- [WHAT TO DO] Rewrite every line of the entries below, omitting the pictures, and multiply each point coordinate in the answers by 1.95, rounding to whole numbers with halves going up. Leave the sample values shown before the answers unchanged.

***** EXERCISE DATA

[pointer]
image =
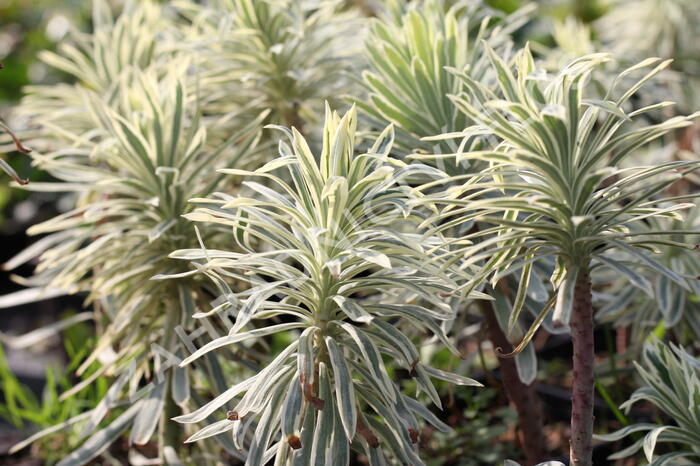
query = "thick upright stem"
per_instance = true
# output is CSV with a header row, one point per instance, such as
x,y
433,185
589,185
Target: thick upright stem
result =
x,y
522,396
581,452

**********

- [RESULT]
[pointer]
image =
query = "thick upright stem"
per_instance = true
# output is CSV with a header row, one point per instance, such as
x,y
433,185
589,185
Target: thick upright stem
result =
x,y
1018,772
1133,881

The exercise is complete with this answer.